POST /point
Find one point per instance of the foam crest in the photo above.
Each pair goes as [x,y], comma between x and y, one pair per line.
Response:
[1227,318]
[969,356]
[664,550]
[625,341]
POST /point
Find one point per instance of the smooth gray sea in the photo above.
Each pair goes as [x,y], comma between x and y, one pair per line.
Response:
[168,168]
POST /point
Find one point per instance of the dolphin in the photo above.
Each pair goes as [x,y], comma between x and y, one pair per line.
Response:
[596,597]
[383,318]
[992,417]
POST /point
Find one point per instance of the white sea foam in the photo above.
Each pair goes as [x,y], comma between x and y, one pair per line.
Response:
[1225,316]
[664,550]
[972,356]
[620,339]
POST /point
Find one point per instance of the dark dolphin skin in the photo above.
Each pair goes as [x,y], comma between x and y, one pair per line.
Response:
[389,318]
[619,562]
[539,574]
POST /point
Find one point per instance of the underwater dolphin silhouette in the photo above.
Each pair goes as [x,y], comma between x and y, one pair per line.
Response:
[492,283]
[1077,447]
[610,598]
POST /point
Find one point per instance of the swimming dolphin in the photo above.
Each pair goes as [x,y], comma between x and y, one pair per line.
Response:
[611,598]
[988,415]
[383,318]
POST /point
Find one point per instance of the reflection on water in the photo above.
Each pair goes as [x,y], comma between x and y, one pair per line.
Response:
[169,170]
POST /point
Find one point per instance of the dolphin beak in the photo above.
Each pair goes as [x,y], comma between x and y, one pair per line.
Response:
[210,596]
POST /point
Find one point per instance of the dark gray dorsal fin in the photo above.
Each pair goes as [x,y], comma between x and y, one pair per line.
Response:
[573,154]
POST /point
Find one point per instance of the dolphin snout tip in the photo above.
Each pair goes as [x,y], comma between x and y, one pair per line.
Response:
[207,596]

*-*-*

Count the lines in the material above that contain the word "Find". Reply with the number alone.

WORKED SOLUTION —
11